▸ **Your task**
Write the next part of the financial markets briefing about Biden's stimulus plans and weekly jobless claims, starting after its final sentence.

▸ **Selected text**
------------------------------------------------------------------------

Investing.com — President-elect Joe Biden will present details of his plans to support the economy through the pandemic, while Federal Reserve chairman Jerome Powell may offer some reaction in a speech later. Weekly jobless claims are expected to rise slightly. Germany’s economy shrank by less than feared in 2019 and China’s trade surplus ends the Trump presidency at a record high. The House voted for the second time to impeach Trump on Tuesday but there’ll be no trial in the Senate any time soon. OPEC releases its monthly report on the oil market. Here’s what you need to know in financial markets on Thursday, January 14th.
1. Biden to detail stimulus plans; Powell speaks later
President-elect Joe Biden will announce details of his plans for extra stimulus to support the economy through the pandemic. Biden has promised a sticker price “in the trillions of dollars”, a number that has supported equities and other risk assets for the last week.
According to various reports, the proposal is expected to contain a boost to the recently authorized $600 direct payments to most Americans, an extension of increased unemployment insurance and support for state and local governments. Hints that Biden will aim for bipartisan support imply that some elements of the plan may be trimmed to appease Republican lawmakers.
An increase to stimulus plans will imply higher federal borrowing and keep the onus on the Federal Reserve to step up as the biggest buyer of the new bonds. Fed Chairman Jerome Powell is due to speak at 12:30 PM ET.
2. Jobless claims due, German GDP shrinks 5%, Chinese trade surplus record
Biden’s announcement will come after what’s likely to be fresh evidence of a further weakening in the labor market due to the pandemic.
Weekly data at 8:30 AM ET (1330 GMT) are expected to show an increase to 795,000 in initial jobless claims.

------------------------------------------------------------------------

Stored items
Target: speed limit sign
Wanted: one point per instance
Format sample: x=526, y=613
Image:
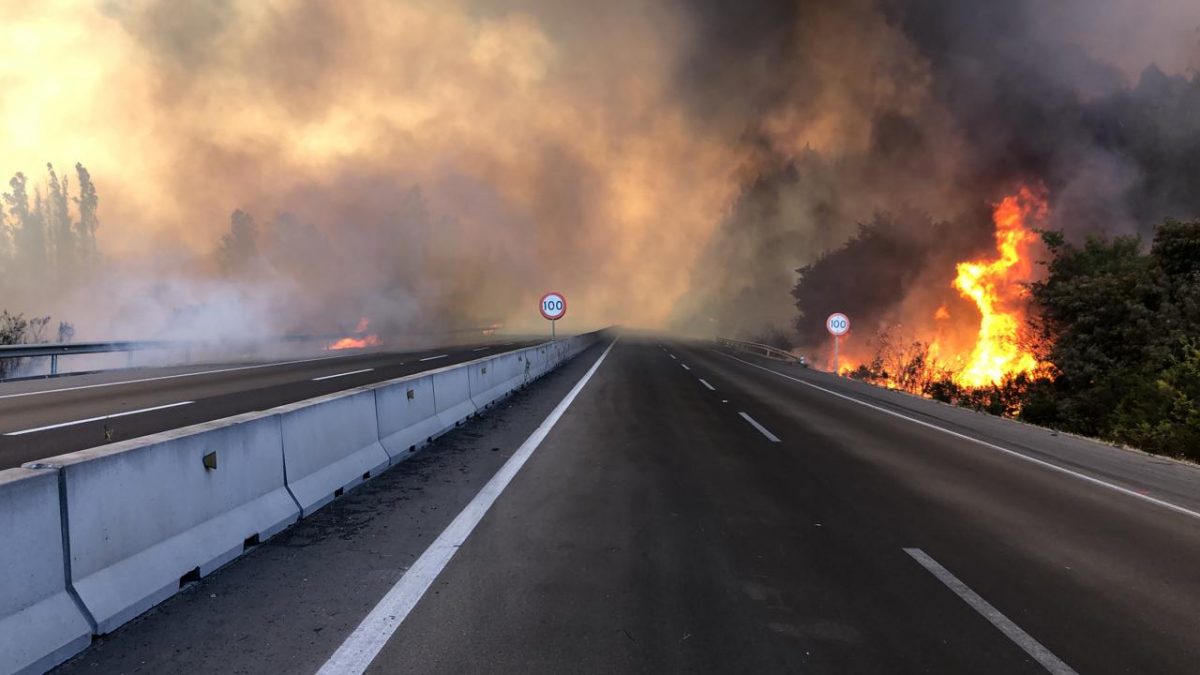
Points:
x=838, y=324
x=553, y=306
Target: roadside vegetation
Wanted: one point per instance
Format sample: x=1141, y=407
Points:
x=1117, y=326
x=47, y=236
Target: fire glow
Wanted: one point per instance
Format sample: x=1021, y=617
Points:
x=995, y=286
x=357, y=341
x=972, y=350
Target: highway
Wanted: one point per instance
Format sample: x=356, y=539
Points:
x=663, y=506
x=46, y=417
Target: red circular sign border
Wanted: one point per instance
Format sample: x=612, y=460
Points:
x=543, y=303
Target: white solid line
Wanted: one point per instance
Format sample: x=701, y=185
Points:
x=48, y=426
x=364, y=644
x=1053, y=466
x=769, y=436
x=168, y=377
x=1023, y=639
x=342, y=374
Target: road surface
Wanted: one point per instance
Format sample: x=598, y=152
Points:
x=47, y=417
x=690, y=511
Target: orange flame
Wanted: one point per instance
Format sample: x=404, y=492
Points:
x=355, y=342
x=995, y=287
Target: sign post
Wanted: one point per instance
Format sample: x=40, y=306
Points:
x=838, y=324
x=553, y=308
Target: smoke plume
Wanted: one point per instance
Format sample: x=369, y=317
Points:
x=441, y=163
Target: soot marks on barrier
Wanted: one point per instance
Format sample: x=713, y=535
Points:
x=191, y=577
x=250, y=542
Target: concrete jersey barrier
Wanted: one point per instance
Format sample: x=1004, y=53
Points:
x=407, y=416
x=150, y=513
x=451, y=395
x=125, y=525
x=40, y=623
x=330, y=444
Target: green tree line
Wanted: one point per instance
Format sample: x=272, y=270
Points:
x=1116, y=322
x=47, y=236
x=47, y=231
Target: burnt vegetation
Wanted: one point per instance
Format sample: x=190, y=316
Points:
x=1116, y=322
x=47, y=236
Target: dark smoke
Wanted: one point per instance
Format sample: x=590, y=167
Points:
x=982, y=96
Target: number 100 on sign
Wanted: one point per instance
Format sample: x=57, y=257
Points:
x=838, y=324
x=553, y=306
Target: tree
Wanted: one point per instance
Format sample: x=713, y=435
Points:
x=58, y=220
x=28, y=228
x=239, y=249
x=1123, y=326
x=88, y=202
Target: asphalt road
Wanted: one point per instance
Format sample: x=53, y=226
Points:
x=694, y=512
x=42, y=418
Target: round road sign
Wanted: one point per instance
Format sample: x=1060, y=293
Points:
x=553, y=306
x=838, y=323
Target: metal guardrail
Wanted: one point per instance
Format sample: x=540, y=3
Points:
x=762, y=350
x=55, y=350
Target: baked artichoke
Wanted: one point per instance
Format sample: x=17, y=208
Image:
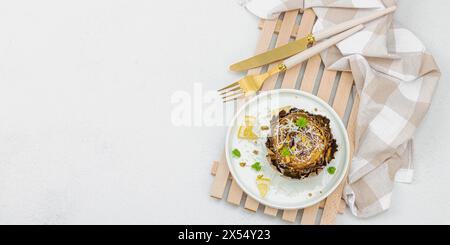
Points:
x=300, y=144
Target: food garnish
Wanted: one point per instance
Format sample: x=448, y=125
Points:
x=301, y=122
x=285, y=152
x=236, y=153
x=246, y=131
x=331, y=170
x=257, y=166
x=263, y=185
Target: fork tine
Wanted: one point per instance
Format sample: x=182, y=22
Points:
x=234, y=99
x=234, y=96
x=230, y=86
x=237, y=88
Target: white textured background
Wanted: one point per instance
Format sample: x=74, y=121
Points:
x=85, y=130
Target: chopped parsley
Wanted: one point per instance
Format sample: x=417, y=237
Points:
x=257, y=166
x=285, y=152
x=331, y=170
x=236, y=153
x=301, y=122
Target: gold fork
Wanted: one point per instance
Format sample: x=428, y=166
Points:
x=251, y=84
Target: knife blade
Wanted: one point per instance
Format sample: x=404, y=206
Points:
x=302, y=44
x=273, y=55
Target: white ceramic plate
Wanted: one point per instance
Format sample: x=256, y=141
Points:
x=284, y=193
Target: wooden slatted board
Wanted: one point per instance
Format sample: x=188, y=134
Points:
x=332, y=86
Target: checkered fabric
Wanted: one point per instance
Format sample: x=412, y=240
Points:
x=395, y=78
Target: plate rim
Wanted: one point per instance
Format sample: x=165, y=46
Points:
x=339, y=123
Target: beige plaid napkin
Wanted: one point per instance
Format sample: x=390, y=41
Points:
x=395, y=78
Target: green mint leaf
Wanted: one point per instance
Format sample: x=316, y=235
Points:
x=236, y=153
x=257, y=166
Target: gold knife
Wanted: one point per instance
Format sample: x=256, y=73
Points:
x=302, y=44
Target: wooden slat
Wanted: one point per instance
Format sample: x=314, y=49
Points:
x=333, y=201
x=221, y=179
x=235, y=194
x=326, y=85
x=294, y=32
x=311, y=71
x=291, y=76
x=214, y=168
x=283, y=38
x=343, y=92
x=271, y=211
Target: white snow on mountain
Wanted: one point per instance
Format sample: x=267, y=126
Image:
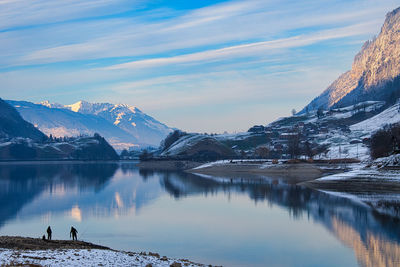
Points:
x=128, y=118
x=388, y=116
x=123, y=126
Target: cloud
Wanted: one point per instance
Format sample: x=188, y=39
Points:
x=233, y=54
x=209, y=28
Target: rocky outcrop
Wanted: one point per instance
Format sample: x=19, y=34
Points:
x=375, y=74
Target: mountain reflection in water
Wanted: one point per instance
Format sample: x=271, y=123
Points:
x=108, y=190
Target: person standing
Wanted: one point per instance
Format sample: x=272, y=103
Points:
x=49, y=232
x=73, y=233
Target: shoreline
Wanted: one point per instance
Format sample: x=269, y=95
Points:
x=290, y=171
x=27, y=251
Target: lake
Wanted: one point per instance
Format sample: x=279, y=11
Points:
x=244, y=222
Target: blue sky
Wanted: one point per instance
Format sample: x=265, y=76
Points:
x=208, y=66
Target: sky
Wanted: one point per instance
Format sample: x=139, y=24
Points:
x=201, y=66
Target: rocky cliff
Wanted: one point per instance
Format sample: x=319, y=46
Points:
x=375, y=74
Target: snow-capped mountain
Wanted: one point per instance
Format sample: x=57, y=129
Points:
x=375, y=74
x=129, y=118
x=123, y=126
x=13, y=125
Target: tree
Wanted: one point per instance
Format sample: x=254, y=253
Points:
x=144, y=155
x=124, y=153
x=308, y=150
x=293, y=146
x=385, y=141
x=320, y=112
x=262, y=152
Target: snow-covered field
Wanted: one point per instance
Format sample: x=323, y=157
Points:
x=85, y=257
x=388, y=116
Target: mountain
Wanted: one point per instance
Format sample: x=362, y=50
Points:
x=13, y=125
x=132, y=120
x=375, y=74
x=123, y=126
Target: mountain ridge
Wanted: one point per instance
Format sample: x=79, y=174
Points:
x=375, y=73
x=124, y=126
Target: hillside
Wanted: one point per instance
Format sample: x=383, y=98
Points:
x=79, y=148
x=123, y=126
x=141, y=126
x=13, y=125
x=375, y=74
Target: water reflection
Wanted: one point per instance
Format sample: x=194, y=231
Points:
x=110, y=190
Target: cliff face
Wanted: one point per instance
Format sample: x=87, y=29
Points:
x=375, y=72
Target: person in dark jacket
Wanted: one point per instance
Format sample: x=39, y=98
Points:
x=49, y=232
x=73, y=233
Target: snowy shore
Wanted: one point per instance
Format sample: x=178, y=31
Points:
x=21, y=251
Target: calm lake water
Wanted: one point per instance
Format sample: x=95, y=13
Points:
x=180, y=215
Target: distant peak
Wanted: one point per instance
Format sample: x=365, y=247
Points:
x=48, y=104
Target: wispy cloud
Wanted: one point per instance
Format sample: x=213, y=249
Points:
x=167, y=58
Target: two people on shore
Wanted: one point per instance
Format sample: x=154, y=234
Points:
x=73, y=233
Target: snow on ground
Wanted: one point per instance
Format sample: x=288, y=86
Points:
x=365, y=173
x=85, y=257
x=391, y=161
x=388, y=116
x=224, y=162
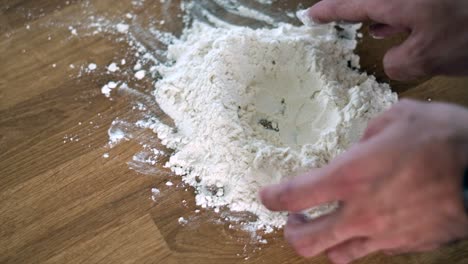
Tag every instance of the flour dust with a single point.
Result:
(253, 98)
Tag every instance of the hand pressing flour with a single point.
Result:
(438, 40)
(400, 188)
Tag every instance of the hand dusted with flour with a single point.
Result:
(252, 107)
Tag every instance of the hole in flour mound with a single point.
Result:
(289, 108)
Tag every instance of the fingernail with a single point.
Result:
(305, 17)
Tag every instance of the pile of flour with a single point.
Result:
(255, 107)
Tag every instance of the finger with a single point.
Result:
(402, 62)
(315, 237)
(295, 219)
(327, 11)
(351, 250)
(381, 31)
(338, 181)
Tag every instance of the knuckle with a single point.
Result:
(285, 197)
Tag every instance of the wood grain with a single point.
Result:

------------------------------------------------------------------------

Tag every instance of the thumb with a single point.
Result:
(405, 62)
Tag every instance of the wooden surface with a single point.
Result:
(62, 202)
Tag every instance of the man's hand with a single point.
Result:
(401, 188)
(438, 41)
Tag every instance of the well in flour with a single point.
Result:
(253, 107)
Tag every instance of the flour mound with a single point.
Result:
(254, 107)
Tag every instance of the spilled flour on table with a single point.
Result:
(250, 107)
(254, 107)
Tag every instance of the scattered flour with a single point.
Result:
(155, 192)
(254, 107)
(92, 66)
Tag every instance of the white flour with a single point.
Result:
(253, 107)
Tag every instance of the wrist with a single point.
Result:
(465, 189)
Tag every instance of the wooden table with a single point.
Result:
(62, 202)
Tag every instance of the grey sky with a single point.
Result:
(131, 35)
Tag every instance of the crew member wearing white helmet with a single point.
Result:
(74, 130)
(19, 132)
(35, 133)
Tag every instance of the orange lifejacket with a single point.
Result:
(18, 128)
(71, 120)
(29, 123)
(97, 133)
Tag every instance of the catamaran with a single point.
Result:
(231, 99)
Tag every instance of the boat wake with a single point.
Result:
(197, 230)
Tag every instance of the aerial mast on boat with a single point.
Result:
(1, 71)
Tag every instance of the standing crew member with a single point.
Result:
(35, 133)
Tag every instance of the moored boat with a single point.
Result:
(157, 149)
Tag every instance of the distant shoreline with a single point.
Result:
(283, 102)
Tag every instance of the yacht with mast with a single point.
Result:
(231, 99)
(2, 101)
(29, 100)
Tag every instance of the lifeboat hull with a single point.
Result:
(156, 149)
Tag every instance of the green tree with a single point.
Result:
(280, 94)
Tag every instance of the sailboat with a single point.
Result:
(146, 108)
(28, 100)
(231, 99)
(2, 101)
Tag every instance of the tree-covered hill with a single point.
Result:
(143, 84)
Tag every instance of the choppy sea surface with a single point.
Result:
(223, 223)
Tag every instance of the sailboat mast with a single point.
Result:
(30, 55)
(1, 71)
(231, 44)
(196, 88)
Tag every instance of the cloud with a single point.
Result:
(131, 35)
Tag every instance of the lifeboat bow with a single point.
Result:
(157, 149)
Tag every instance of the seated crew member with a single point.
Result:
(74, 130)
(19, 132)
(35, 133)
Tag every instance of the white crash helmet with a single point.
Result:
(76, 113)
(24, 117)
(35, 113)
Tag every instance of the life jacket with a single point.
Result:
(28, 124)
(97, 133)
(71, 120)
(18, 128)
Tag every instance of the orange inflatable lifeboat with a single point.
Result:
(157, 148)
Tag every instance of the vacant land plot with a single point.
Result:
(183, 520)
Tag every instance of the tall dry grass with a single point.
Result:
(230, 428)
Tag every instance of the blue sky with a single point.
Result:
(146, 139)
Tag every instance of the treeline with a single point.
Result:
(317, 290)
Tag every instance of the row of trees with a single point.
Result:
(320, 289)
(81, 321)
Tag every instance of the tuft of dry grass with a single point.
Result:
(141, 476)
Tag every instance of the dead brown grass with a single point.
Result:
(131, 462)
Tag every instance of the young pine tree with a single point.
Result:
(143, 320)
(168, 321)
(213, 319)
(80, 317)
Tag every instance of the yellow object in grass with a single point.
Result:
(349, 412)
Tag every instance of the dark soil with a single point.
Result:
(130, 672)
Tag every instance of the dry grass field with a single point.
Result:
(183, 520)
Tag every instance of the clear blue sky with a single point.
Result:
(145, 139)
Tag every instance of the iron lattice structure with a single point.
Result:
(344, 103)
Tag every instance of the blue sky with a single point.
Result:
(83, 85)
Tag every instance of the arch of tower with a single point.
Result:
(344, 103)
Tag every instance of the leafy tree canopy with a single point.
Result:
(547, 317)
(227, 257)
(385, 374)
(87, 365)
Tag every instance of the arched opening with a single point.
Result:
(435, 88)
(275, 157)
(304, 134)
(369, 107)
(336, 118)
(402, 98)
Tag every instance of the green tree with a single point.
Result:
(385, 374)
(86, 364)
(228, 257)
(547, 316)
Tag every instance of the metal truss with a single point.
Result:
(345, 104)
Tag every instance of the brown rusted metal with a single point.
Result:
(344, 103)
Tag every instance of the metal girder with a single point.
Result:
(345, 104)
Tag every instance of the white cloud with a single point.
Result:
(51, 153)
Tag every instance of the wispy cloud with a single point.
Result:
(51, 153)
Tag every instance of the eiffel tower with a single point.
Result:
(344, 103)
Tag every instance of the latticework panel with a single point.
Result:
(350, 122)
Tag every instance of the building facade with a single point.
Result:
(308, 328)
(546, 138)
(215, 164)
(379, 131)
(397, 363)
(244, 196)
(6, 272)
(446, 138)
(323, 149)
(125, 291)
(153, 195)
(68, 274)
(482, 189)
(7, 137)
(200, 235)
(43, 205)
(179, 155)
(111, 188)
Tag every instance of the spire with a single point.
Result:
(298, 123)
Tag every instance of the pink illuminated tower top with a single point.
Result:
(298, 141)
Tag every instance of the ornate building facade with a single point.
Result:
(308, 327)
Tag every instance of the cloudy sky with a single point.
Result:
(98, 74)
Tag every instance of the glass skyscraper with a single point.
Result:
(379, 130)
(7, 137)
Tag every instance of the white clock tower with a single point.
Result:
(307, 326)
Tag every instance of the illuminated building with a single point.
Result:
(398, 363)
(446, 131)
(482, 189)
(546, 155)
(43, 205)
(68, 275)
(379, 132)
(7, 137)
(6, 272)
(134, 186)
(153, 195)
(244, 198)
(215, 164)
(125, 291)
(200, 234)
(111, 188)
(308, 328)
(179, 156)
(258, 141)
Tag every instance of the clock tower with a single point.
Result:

------------------------------------------------------------------------

▸ **Written reply**
Overnight, data from Destatis showed Germany’s economy shrank by a little less than expected last year, although it was still the biggest contraction since World War 2. Gross domestic product fell 5.0% from 2019, better than the 5.2% expected. Recent German data have all tended to be revised upward, so the final outcome for Europe’s largest economy may be better than the one reported today.
Elsewhere overnight, China’s final trade numbers of the Trump presidency gave no indication that four years of trade wars had had any impact on it at all. Exports were up 18% on the year, while the country’s trade surplus hit an all-time high of $78.2 billion.
3 Stocks flat; Tesla recall, Blackrock’s earnings eyed
U.S. stock markets are indicated to open slightly higher, but are likely to stay in modest ranges pending Biden’s announcement (and any reaction from Fed Chairman Powell).
Overnight, U.S. 10-year Treasury yields ticked up to 1.11%, with 1.10% pivoting to be the new support level rather than a resistance level.
By 6:30 AM, Dow Jones futures were up 60 points, or 0.2%, while S&P 500 futures were flat and NASDAQ futures were down 0.3%.
Stocks likely to be in focus later include Tesla (NASDAQ:TSLA), which is being urged by regulators to make what would be one of its biggest safety recalls ever. Asset manager BlackRock (NYSE:BLK) and Delta Air Lines (NYSE:DAL) are both due to report fourth-quarter earnings.
4. Trump impeached, again; no trial before inauguration
The House of Representatives voted for a second time to impeach President Donald Trump (who now accounts for half of all impeachment votes since the constitution was drawn up).
Ten Republican lawmaker voted for the motion, while another four abstained. The vast majority of GOP lawmakers opposed, underlining the hold that Trump’s electoral base still has on the party.
Outgoing Senate Majority Leader Mitch McConnell said that Trump will not be put on trial by the upper chamber until after the inauguration of Joe Biden.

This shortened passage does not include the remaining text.